Your task = Format the material as a Markdown table with the columns "Row" and "Line". Include every line from the one containing "Crop-scouting request: mark the airplane tail" through the end of the material, number the rows in order, and omit blank lines.

Given data =
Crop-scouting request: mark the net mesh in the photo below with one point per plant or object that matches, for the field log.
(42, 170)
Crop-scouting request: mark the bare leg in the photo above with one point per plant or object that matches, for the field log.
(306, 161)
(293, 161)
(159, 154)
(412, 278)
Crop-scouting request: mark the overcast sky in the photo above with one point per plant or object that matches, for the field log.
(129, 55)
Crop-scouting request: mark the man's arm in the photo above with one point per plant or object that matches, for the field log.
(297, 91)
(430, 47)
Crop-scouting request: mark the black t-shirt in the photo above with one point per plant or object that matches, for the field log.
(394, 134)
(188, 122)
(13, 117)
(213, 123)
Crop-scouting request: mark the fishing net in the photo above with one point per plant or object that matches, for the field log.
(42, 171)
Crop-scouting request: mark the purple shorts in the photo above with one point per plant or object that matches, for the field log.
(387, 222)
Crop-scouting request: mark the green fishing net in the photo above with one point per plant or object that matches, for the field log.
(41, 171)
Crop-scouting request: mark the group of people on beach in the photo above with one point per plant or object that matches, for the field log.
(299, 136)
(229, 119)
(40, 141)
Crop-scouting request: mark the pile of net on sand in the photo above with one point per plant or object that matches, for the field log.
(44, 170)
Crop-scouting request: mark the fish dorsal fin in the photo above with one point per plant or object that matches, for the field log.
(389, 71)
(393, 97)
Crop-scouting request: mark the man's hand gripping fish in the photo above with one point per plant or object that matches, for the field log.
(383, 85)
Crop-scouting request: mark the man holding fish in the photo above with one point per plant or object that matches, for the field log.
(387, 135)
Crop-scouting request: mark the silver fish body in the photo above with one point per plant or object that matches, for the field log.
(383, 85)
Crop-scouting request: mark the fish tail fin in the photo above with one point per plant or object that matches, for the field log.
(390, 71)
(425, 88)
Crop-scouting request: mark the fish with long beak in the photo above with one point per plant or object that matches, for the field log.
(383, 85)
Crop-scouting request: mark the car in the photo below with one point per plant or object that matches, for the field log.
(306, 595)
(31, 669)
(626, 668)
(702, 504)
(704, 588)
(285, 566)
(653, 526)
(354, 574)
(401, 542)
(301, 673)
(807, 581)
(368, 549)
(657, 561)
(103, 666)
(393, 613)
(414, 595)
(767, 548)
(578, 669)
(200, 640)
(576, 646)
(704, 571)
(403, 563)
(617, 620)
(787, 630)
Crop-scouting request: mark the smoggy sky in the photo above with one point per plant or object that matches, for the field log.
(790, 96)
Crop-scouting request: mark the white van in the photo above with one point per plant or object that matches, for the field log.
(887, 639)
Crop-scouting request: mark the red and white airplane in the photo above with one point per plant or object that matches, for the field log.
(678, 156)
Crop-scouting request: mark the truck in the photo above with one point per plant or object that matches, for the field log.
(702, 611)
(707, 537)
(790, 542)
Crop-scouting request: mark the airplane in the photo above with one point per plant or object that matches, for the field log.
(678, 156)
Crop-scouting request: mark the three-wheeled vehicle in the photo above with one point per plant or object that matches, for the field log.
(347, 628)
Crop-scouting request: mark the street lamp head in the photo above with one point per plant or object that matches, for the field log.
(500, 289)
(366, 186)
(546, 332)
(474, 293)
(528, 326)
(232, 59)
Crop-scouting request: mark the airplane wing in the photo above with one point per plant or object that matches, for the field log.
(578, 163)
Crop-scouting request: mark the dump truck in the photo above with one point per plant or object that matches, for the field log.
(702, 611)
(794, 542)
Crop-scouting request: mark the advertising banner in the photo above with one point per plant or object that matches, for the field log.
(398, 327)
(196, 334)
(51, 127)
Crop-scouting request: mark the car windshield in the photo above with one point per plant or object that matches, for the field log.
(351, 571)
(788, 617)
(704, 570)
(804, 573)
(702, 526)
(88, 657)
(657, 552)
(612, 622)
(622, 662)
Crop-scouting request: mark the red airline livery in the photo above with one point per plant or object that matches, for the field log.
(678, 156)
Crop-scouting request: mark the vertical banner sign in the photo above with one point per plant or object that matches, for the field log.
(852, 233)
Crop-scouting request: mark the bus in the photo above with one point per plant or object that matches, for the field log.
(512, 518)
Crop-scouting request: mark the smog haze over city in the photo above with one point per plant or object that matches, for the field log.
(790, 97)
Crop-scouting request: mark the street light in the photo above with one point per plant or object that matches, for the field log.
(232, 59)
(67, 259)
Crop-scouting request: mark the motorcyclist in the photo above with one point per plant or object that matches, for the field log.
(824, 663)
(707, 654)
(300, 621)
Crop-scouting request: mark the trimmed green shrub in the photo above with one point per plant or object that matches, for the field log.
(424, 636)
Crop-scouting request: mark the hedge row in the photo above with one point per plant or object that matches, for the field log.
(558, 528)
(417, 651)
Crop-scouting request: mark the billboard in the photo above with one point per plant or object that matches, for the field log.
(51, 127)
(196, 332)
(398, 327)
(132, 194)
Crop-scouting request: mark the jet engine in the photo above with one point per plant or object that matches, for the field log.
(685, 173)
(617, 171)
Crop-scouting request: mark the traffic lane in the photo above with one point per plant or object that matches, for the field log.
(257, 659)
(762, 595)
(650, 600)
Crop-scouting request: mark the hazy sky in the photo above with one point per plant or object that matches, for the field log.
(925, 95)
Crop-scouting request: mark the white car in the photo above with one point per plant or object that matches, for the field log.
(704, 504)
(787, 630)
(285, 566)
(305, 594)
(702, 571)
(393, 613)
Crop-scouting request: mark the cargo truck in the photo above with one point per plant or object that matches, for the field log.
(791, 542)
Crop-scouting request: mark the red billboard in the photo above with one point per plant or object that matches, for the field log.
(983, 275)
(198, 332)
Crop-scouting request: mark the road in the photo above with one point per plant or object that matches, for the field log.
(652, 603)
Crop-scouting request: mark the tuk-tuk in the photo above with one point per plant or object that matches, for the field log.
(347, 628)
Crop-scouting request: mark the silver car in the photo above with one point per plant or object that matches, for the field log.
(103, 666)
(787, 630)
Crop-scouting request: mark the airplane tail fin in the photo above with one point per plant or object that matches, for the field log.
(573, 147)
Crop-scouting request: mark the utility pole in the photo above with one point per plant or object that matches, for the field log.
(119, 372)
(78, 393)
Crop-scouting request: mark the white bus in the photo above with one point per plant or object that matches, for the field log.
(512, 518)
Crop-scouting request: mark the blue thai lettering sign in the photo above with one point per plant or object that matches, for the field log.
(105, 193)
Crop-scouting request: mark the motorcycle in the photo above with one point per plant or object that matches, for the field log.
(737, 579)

Response =
| Row | Line |
|---|---|
| 1 | Crop-scouting request: mark the airplane tail fin in the photo above with one point per plant or object that matches, for the field log. |
| 2 | (573, 147) |
| 3 | Crop-scouting request: mark the utility pole in the photo above with one point per plant or object that matches, for the field log. |
| 4 | (119, 372) |
| 5 | (78, 393) |
| 6 | Crop-scouting request: mark the white bus in the photo above with one point per plant or object that matches, for the field log. |
| 7 | (512, 518) |
| 8 | Crop-scouting request: mark the blue thai lettering sign in the photo above with one point per plant or object that matches, for the field log. |
| 9 | (105, 193) |
| 10 | Crop-scouting request: mark the motorcycle in the photo above with one point per plant or object that matches, for the field log. |
| 11 | (737, 579) |